> _PROBLEM REQUIREMENTS_
Convert the entries into a Markdown table with the columns Row and Line. Start at the line that contains "Guideline: mark the curled" and stop after the line that contains "[[241, 94], [281, 84], [9, 49], [92, 173]]", including both, giving each non-blank line its own numbered row and leaving out blank lines.

* begin *

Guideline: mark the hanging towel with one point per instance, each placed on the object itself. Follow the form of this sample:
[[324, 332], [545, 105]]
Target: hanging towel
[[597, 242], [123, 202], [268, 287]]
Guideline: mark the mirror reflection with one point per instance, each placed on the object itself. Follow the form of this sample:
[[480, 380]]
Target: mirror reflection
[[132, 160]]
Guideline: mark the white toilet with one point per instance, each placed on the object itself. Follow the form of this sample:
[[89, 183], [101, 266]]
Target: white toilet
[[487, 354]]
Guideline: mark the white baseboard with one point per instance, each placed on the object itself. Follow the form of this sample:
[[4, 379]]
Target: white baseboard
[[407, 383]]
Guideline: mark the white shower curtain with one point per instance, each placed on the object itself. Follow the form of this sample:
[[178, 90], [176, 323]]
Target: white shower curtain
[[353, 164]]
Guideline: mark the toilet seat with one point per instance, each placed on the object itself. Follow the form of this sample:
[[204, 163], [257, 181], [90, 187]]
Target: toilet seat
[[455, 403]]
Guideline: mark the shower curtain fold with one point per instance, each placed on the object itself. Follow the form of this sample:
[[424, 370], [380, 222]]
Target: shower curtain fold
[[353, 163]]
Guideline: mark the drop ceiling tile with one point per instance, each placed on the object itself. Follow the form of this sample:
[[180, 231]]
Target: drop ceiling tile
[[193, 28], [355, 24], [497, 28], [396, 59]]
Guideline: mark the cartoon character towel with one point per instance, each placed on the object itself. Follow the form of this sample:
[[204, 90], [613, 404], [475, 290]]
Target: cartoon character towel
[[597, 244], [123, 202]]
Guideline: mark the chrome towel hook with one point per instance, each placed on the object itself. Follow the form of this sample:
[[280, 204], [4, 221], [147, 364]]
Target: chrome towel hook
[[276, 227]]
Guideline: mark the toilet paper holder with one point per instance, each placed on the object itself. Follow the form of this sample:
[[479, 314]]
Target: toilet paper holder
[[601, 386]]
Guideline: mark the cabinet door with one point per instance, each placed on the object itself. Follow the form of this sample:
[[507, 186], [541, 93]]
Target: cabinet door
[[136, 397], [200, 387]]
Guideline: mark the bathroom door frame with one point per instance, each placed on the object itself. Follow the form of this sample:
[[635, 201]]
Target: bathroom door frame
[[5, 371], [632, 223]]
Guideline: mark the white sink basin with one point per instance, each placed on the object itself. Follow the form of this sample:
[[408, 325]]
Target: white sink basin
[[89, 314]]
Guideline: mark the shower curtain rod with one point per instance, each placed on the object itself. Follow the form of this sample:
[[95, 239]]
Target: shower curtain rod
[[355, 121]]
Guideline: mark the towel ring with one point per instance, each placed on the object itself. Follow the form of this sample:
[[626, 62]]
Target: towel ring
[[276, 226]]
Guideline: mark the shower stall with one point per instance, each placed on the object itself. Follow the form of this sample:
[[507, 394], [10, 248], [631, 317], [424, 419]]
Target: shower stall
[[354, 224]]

* end *
* begin *

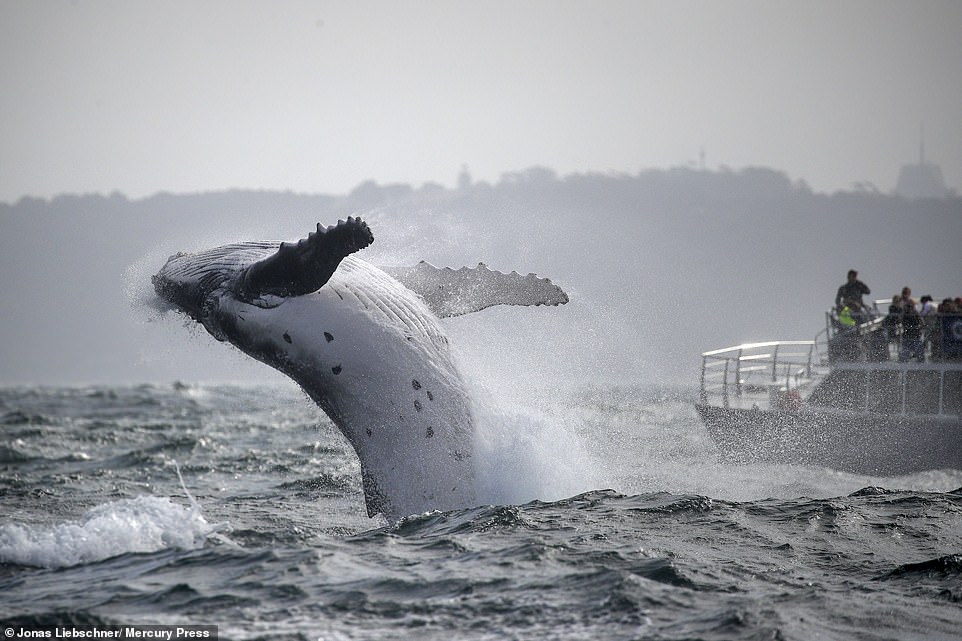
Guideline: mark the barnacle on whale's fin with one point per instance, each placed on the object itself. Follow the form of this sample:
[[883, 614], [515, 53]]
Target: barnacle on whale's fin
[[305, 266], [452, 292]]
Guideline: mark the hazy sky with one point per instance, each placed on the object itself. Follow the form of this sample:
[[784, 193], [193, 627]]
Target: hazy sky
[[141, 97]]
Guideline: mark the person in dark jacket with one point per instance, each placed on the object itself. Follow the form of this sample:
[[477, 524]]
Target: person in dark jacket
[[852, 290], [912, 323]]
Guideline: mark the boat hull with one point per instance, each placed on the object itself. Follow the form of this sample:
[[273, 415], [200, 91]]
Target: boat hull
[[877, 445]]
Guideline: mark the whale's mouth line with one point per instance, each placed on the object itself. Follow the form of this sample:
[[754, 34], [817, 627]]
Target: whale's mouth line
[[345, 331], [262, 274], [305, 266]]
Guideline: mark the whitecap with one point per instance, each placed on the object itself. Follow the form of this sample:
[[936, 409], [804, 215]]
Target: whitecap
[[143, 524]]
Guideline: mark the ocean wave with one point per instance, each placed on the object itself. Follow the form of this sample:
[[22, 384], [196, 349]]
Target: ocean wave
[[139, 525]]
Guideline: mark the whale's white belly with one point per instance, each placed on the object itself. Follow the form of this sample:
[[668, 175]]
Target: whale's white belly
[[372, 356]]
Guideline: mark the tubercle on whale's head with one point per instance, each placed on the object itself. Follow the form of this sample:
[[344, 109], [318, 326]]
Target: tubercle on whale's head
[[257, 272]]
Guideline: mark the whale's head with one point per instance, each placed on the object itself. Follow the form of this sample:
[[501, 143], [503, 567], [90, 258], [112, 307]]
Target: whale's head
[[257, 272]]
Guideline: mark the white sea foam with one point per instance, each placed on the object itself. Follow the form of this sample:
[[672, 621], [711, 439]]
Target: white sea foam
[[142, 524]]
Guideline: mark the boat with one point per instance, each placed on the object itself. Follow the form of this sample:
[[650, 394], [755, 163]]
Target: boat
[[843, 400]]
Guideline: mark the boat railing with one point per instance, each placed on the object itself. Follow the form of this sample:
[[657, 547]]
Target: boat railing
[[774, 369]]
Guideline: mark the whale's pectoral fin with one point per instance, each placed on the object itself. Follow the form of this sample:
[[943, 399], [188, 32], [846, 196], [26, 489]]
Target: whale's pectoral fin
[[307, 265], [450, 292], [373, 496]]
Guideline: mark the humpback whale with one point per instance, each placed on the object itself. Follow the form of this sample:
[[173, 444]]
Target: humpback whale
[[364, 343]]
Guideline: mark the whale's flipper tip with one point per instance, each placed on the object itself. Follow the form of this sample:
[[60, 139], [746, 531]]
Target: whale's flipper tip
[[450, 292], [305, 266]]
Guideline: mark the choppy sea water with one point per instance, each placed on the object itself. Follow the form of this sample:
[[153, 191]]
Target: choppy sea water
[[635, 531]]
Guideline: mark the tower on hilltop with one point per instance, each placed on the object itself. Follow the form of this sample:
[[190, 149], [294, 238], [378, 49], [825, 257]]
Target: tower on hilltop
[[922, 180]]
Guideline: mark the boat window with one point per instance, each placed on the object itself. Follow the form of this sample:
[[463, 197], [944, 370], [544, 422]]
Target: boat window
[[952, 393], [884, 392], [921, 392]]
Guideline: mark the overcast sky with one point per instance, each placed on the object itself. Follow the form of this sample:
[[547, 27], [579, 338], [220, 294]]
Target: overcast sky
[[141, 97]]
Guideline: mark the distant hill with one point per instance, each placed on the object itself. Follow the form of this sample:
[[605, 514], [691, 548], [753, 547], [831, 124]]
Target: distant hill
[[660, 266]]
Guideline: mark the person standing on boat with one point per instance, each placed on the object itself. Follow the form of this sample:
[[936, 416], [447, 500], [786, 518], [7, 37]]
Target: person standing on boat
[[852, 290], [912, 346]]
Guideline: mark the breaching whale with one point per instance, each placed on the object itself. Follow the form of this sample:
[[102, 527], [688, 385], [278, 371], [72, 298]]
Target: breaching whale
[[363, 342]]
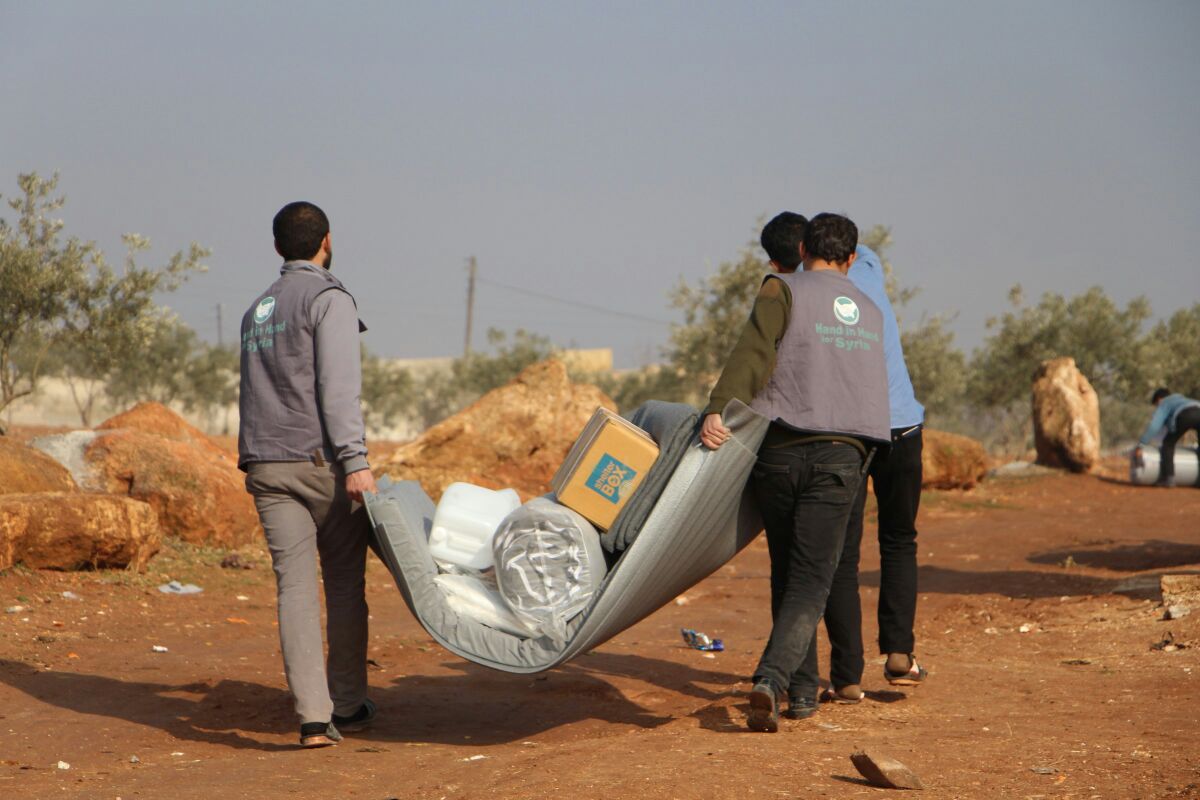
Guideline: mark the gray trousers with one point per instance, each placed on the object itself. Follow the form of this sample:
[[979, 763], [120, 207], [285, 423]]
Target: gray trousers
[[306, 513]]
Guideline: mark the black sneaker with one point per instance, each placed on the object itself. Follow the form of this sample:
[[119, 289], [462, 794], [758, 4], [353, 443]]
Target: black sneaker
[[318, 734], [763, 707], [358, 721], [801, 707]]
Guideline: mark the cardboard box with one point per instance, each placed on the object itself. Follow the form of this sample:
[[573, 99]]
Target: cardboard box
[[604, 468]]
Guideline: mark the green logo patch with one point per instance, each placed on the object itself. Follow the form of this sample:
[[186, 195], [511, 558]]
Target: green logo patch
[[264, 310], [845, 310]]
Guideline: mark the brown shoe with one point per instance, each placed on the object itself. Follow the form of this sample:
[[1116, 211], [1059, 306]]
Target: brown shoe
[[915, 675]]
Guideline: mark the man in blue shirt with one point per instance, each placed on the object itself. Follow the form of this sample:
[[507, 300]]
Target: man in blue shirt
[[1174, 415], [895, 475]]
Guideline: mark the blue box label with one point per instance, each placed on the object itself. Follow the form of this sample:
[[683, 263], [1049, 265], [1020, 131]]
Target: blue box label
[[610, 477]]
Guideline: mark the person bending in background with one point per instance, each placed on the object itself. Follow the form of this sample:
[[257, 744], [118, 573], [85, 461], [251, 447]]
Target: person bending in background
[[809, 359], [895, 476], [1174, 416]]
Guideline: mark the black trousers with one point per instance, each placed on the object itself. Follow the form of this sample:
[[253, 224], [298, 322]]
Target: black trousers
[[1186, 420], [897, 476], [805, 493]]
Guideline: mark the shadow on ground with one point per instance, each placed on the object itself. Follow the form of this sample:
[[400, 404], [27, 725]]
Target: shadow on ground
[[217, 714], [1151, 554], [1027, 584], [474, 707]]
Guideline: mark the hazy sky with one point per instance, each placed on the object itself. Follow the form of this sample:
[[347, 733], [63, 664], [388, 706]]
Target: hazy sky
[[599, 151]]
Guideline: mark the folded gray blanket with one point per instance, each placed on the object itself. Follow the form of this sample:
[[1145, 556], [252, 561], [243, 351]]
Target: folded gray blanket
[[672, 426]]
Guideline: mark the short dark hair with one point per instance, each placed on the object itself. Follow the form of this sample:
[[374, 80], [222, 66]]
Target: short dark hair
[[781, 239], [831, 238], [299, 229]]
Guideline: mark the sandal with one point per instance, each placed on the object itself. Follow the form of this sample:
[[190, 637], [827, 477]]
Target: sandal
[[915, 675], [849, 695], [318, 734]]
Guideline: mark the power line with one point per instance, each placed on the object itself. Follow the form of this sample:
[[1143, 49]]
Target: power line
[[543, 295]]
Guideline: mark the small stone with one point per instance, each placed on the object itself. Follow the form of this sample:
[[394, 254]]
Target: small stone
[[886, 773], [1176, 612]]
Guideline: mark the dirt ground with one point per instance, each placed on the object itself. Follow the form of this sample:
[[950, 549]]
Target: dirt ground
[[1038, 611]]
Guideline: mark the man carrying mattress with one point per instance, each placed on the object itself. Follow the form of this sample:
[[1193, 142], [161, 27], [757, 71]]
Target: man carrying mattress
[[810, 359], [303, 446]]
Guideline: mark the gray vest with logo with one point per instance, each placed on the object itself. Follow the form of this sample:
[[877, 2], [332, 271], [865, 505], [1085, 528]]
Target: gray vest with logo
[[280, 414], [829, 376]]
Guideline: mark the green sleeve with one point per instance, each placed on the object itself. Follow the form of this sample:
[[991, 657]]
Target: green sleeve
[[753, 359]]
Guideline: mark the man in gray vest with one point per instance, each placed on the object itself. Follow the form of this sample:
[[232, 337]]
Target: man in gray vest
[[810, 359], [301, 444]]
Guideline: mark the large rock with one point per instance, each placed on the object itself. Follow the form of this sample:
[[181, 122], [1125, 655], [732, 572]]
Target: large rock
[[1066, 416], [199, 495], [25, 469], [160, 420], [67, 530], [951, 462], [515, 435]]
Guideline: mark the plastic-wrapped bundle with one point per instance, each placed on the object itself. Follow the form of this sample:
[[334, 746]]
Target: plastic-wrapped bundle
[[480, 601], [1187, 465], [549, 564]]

* end *
* begin *

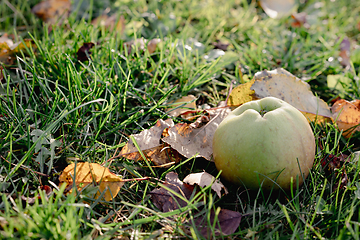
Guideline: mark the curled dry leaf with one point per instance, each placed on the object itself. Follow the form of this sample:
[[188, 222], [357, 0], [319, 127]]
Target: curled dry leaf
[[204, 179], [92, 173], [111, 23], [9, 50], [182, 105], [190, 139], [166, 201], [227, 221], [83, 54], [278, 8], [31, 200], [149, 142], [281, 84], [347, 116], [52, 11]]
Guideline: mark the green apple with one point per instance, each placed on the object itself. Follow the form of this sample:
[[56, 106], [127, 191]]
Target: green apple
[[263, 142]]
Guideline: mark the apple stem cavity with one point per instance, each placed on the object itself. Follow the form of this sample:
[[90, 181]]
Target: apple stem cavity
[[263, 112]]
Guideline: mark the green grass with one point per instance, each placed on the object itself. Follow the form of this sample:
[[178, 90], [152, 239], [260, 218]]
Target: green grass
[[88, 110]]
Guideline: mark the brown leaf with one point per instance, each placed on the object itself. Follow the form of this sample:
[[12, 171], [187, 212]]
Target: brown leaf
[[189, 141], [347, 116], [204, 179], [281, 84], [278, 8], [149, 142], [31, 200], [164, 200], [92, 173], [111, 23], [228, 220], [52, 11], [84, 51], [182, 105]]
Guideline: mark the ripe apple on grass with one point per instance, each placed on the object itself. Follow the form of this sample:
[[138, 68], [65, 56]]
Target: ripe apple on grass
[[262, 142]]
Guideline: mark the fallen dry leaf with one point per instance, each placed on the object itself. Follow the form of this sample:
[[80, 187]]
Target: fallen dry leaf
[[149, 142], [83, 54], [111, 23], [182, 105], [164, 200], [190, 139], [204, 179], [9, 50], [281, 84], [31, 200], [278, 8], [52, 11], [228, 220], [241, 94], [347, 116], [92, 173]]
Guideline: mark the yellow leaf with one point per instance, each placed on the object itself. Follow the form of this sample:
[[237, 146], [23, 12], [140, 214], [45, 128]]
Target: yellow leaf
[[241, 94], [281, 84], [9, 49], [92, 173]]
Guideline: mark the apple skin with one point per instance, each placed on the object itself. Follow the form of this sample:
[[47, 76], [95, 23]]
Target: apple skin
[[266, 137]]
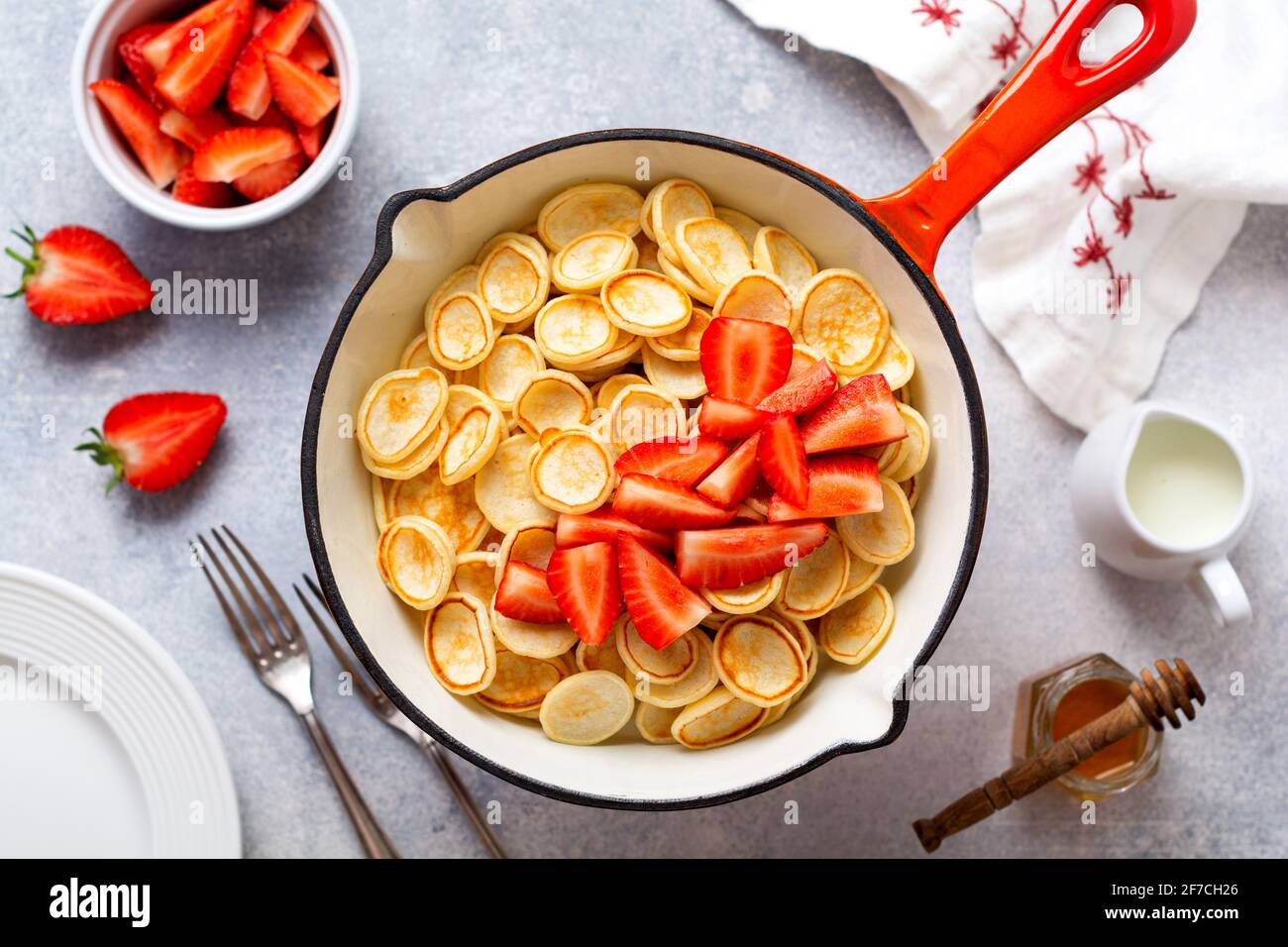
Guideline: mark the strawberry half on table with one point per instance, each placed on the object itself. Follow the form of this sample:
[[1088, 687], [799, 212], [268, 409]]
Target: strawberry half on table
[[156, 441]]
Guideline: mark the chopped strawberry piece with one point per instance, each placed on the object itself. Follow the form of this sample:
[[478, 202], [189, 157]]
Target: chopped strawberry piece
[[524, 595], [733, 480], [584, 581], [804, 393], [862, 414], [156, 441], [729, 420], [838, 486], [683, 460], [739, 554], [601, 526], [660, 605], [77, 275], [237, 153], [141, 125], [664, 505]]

* end *

> _COMPLETED TASK_
| Row | Line |
|---|---|
| 1 | Guideline: mark the curled dry leaf with one point per instance, each placed on the object itself. Follow the form of this sample: |
| 2 | [[188, 222], [357, 0], [319, 127]] |
| 3 | Target: curled dry leaf |
| 4 | [[204, 179], [92, 173], [111, 23], [9, 50], [182, 105], [190, 139], [166, 201], [227, 221], [83, 54], [278, 8], [31, 200], [149, 142], [281, 84], [347, 116], [52, 11]] |
| 5 | Guideline: mark the green apple with one point per instance, each placed on the object itself. Follow the form of this sample: |
| 6 | [[56, 106], [127, 191]] |
| 7 | Target: green apple |
| 8 | [[263, 142]] |
| 9 | Guideline: mark the apple stem cavity with one point per instance, each placed on the object itself. Follow the form of this sample: |
| 10 | [[90, 181]] |
| 11 | Target: apple stem cavity |
| 12 | [[263, 112]] |
| 13 | Guideline: mark the green grass with one point per instance, each placed on the object itself. Follow the form of this sample: |
| 14 | [[178, 90], [152, 239], [260, 218]] |
| 15 | Target: green grass |
| 16 | [[88, 110]] |
| 17 | Guideline: mark the brown leaf with one point per instance, each placed on the object itself. Follow the form of this sample: |
| 18 | [[12, 171], [187, 212]] |
| 19 | Target: brown leaf |
| 20 | [[189, 141], [347, 116], [204, 179], [281, 84], [278, 8], [149, 142], [31, 200], [164, 200], [92, 173], [111, 23], [228, 220], [52, 11], [84, 51], [182, 105]] |
| 21 | Guideline: mark the ripe apple on grass with one point per instance, each placed on the object itself. Follow the form of this sample: |
| 22 | [[138, 68], [65, 56]] |
| 23 | Target: ripe apple on grass |
| 24 | [[262, 142]] |
| 25 | Guideline: mark the fallen dry leaf with one point per instance, each placed on the object itself. Follow the form of this sample: |
| 26 | [[80, 187]] |
| 27 | Target: fallen dry leaf |
| 28 | [[149, 142], [83, 54], [111, 23], [182, 105], [164, 200], [190, 139], [204, 179], [9, 50], [281, 84], [31, 200], [278, 8], [52, 11], [228, 220], [241, 94], [347, 116], [92, 173]] |
| 29 | Guideline: mark the yellow leaf with one point per instance, each placed on the object itself. Follow the form of this sample: |
| 30 | [[237, 146], [23, 12], [140, 214], [45, 128]] |
| 31 | Target: yellow leaf |
| 32 | [[241, 94], [281, 84], [9, 49], [92, 173]] |